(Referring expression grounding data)
= Beginning of Section =

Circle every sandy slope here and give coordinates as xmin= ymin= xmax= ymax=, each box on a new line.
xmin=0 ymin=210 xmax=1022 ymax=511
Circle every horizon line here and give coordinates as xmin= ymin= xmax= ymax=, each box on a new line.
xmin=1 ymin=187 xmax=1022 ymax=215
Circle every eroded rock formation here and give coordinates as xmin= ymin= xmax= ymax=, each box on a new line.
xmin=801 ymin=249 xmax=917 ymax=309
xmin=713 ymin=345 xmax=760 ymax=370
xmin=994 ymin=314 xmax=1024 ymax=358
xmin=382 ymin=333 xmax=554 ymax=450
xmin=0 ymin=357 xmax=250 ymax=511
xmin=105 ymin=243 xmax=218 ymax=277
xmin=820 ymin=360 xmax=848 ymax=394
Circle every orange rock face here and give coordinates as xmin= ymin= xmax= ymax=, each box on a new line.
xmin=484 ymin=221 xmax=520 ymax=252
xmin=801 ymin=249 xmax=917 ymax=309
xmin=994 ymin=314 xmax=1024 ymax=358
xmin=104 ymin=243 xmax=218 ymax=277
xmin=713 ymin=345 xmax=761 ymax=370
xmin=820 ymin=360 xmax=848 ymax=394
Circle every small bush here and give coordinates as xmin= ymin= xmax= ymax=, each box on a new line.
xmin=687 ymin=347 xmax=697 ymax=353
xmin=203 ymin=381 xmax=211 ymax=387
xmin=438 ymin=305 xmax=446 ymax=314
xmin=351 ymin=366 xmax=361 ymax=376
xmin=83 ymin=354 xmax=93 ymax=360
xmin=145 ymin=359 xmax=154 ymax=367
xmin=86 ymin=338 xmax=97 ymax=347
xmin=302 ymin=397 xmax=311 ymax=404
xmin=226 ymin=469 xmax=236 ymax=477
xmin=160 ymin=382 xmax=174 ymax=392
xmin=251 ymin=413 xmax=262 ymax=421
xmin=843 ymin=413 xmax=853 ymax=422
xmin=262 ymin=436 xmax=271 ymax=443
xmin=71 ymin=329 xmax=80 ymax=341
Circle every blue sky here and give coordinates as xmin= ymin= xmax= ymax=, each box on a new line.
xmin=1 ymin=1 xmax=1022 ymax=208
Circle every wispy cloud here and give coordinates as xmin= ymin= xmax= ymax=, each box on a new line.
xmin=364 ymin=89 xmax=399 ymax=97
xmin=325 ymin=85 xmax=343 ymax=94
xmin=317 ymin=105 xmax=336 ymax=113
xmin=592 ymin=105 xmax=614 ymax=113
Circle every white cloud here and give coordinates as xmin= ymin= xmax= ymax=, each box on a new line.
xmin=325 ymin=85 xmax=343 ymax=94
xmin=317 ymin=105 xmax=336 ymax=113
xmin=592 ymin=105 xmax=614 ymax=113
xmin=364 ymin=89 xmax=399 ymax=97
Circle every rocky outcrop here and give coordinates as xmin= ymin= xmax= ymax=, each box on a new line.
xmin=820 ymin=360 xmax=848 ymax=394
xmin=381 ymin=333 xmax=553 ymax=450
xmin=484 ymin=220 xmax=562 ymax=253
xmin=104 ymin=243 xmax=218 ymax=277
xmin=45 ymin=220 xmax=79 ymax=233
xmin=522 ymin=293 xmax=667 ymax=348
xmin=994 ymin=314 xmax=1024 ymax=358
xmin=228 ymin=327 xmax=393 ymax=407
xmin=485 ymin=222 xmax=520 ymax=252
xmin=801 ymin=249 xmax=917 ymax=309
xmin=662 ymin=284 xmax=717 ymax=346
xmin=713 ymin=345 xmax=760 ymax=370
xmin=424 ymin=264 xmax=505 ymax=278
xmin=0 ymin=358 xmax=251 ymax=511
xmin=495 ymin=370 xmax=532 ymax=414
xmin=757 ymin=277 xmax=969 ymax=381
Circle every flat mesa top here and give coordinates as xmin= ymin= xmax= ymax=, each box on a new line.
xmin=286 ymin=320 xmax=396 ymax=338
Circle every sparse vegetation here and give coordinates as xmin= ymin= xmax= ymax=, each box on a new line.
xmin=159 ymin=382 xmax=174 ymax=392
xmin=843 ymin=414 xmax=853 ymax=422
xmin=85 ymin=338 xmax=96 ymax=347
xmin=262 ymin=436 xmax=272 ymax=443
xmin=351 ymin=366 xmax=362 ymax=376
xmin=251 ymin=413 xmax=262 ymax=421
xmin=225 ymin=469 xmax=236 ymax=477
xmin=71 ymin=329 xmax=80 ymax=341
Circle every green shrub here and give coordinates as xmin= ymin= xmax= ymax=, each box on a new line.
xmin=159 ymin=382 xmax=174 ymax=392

= End of Section =

Every entry above, from first to last, should be repeated exactly.

__EXPECTED ANSWER__.
Circle every sandy slope here and give coordinates as xmin= ymin= xmax= ymax=, each box on a new line.
xmin=0 ymin=210 xmax=1022 ymax=511
Circle every horizon line here and give coordinates as xmin= ymin= xmax= ymax=, each box on a new line.
xmin=1 ymin=187 xmax=1022 ymax=215
Circle every eroded rock formation here and give coordinates as xmin= ymin= xmax= ymax=, each box on a new line.
xmin=801 ymin=249 xmax=917 ymax=309
xmin=713 ymin=345 xmax=760 ymax=370
xmin=994 ymin=314 xmax=1024 ymax=358
xmin=382 ymin=333 xmax=554 ymax=450
xmin=0 ymin=357 xmax=250 ymax=511
xmin=105 ymin=243 xmax=218 ymax=277
xmin=820 ymin=360 xmax=848 ymax=394
Circle every orange rock face here and give coordinates as xmin= ymin= xmax= ymax=, each box on a new line.
xmin=484 ymin=221 xmax=520 ymax=252
xmin=801 ymin=249 xmax=917 ymax=309
xmin=994 ymin=314 xmax=1024 ymax=358
xmin=104 ymin=243 xmax=218 ymax=277
xmin=713 ymin=345 xmax=761 ymax=370
xmin=820 ymin=360 xmax=848 ymax=394
Circle every small bush here and give coordinates as xmin= ymin= xmax= ymax=, each box on a new line.
xmin=687 ymin=347 xmax=697 ymax=353
xmin=203 ymin=381 xmax=211 ymax=387
xmin=438 ymin=305 xmax=446 ymax=314
xmin=351 ymin=366 xmax=361 ymax=376
xmin=83 ymin=354 xmax=93 ymax=360
xmin=145 ymin=359 xmax=154 ymax=367
xmin=86 ymin=338 xmax=97 ymax=347
xmin=302 ymin=397 xmax=311 ymax=404
xmin=226 ymin=469 xmax=236 ymax=477
xmin=160 ymin=382 xmax=174 ymax=392
xmin=251 ymin=413 xmax=262 ymax=421
xmin=843 ymin=413 xmax=853 ymax=422
xmin=262 ymin=436 xmax=271 ymax=443
xmin=71 ymin=329 xmax=80 ymax=341
Circle every blue sky here and give coordinates as xmin= ymin= xmax= ymax=, each box on a new line.
xmin=1 ymin=1 xmax=1022 ymax=208
Circle every wispy cloud here and give coordinates as xmin= ymin= xmax= ymax=, each box on a new line.
xmin=364 ymin=89 xmax=399 ymax=97
xmin=325 ymin=85 xmax=343 ymax=94
xmin=317 ymin=105 xmax=336 ymax=113
xmin=592 ymin=105 xmax=614 ymax=113
Circle every white cloud here and give coordinates as xmin= ymin= xmax= ymax=, each box on a new line.
xmin=325 ymin=85 xmax=343 ymax=94
xmin=317 ymin=105 xmax=336 ymax=113
xmin=592 ymin=105 xmax=614 ymax=113
xmin=364 ymin=89 xmax=399 ymax=97
Circle every rocky outcrop here and give coordinates as xmin= ymin= xmax= ymax=, each box on a new line.
xmin=820 ymin=360 xmax=848 ymax=394
xmin=381 ymin=333 xmax=553 ymax=450
xmin=484 ymin=220 xmax=562 ymax=253
xmin=104 ymin=243 xmax=218 ymax=277
xmin=45 ymin=220 xmax=79 ymax=233
xmin=522 ymin=293 xmax=667 ymax=348
xmin=994 ymin=314 xmax=1024 ymax=358
xmin=228 ymin=327 xmax=393 ymax=407
xmin=485 ymin=222 xmax=520 ymax=252
xmin=801 ymin=249 xmax=917 ymax=309
xmin=662 ymin=284 xmax=717 ymax=346
xmin=713 ymin=345 xmax=760 ymax=370
xmin=424 ymin=264 xmax=505 ymax=278
xmin=0 ymin=358 xmax=251 ymax=511
xmin=495 ymin=370 xmax=532 ymax=414
xmin=757 ymin=277 xmax=969 ymax=381
Circle every flat mesa top here and give coordinates as xmin= ymin= xmax= ymax=, each box on a new line.
xmin=286 ymin=320 xmax=396 ymax=338
Circle every sparse vegetation here and give coordinates as xmin= ymin= xmax= ymax=, each box on a new line.
xmin=159 ymin=382 xmax=174 ymax=392
xmin=843 ymin=414 xmax=853 ymax=422
xmin=85 ymin=338 xmax=96 ymax=347
xmin=262 ymin=436 xmax=272 ymax=443
xmin=351 ymin=366 xmax=362 ymax=376
xmin=251 ymin=413 xmax=262 ymax=421
xmin=225 ymin=469 xmax=236 ymax=477
xmin=71 ymin=329 xmax=80 ymax=341
Circle every green shrub here and give coordinates as xmin= ymin= xmax= ymax=, each box on a new line.
xmin=159 ymin=382 xmax=174 ymax=392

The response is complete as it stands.